◆ Directions ◆
Gather each line below that contains the string "query", treating uppercase and lowercase as different.

------ Exercise inputs

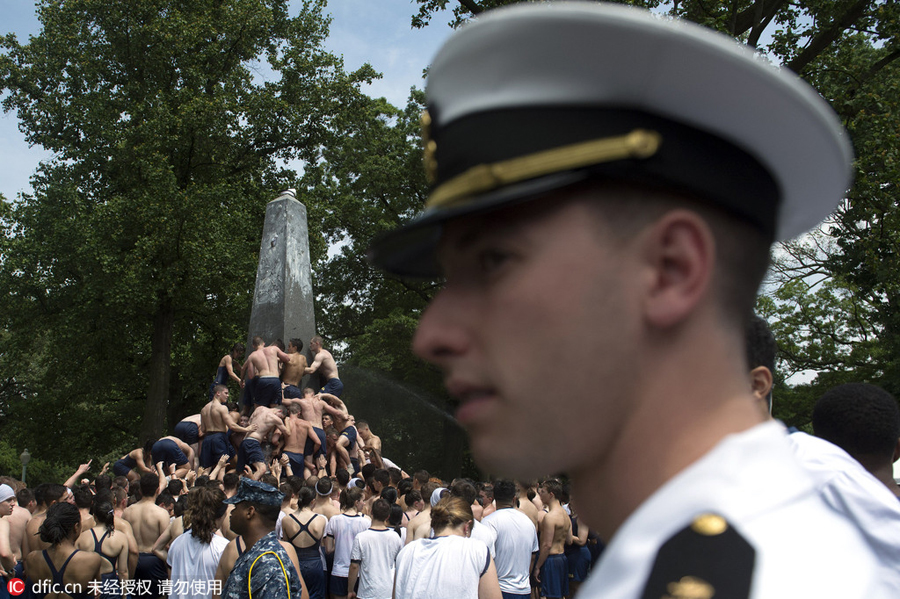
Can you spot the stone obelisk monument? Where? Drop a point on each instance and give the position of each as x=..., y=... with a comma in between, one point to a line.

------------
------ Exercise inputs

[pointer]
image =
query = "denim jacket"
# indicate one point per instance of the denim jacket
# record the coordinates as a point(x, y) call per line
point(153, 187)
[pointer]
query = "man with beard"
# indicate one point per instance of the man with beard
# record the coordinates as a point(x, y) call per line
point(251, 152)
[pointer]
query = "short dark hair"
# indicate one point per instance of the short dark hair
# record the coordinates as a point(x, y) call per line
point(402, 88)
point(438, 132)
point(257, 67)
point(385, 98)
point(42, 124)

------------

◆ Task solution ◆
query = "denim jacket"
query = "man with beard"
query = "short dark hair"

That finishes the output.